*** Passage given

Guernsey Finance chief executive Fiona Le Poidevin examines Guernsey's pro-active response to the Alternative Investment Fund Managers Directive (AIFMD).

Guernsey has been on the front foot throughout the conception, development and implementation of the Alternative Investment Fund Managers Directive (AIFMD).

Guernsey has made early decisions wherever possible in terms of how its funds industry responds to the directive, while awareness among fund managers of the requirements imposed by AIFMD has been somewhat mixed. Furthermore, and as anticipated, the way the different EU Member States have applied conditions has been inconsistent. Indeed, at the end of May, Bill Prew, Chief Executive of the independent depositary services Indos Financial, claimed that some 10 months on from the July 2013 transposition deadline for AIFMD, a third of EU member states had still not fully implemented the legislation at national level – with not long left until the one year transitional period that was allowed comes to an end on 22 July 2014.

Guernsey's proactive response to AIFMD is evidenced as far back as 7 June 2013 when it became one of the first third country jurisdictions to introduce its own domestic AIFMD marketing rules. At that time our regulator, the Guernsey Financial Services Commission (GFSC), also published a set of frequently asked questions (FAQs) to help with AIFMD implementation as it unfolded.

This was then followed by our signing of bilateral cooperation agreements with 27 securities regulators from the European Union (EU) and the wider European Economic Area (EEA)*. The cooperation agreements which became applicable from 22 July 2013 provide a set of arrangements for the on-going supervision of alternative investment funds, including hedge funds, private equity and real estate funds.

At the end of 2013 Guernsey also released the set of rules which form its opt-in regulatory regime of measures equivalent to AIFMD. The AIFMD Rules, 2013, took effect from 2 January this year, ahead of when, as a third country, Guernsey would have been required to do so. The introduction of the opt-in regime means that we have another piece of the jigsaw in place to ensure that Guernsey funds can continue to be distributed to both EU and non-EU countries in the future.

******

▸ **Instruction A**: Report every line of the rows that contains the word "snowmobile", treating uppercase and lowercase letters as different.
The passage above has no connection to the rows that come next.

*** Given data

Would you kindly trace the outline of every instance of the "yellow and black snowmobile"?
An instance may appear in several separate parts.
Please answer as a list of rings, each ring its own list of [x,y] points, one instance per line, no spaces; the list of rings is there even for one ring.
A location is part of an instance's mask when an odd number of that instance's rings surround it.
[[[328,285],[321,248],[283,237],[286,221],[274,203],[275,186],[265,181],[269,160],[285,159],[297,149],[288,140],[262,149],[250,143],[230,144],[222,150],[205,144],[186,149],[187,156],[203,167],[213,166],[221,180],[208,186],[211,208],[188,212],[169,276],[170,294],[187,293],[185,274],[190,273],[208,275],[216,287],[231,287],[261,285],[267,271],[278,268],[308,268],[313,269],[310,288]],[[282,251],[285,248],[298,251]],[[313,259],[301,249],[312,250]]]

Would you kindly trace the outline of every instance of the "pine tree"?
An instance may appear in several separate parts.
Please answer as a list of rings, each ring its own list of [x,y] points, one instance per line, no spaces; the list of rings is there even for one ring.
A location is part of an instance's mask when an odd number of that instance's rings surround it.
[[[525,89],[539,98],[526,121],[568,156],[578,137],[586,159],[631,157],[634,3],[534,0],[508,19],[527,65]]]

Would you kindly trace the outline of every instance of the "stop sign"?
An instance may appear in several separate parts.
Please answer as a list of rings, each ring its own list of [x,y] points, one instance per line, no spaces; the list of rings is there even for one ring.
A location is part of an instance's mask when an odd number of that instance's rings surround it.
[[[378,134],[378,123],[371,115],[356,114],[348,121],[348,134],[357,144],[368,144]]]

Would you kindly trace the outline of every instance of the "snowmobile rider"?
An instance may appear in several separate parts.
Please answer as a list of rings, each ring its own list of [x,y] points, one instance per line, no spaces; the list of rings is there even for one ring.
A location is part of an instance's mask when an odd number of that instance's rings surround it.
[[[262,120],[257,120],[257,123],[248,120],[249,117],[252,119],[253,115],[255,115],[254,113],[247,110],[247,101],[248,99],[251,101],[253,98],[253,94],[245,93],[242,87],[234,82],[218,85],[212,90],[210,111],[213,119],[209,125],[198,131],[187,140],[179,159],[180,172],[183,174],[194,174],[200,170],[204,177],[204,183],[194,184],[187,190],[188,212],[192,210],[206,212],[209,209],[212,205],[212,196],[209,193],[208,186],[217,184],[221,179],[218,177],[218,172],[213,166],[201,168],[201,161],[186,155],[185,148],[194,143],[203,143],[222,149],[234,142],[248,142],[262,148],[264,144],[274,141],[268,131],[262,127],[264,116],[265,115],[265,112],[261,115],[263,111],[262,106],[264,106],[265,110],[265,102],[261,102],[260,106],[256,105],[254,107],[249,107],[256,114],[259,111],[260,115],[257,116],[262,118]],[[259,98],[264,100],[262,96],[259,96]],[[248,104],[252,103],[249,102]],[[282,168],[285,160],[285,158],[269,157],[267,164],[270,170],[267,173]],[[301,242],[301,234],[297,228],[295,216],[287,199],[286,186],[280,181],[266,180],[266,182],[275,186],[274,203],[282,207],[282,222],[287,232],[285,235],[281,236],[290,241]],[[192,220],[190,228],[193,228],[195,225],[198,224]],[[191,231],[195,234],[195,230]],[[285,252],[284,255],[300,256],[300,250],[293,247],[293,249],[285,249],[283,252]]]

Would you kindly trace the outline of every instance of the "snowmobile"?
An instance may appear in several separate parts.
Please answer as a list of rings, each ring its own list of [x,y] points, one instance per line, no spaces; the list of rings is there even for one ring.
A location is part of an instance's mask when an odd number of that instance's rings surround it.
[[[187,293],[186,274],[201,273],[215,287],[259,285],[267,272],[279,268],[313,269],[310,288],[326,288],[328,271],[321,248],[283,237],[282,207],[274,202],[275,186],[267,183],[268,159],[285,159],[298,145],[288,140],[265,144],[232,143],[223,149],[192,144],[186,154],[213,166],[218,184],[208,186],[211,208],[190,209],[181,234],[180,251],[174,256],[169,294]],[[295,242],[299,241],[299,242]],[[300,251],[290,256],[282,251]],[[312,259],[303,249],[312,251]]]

******

▸ **Instruction B**: In the passage on Guernsey's response to AIFMD, how many securities regulators did Guernsey sign bilateral cooperation agreements with?

▸ **Result A**:
Would you kindly trace the outline of every instance of the "yellow and black snowmobile"?
Would you kindly trace the outline of every instance of the "snowmobile rider"?
Would you kindly trace the outline of every instance of the "snowmobile"?

▸ **Result B**: 27 securities regulators from the EU and the wider EEA.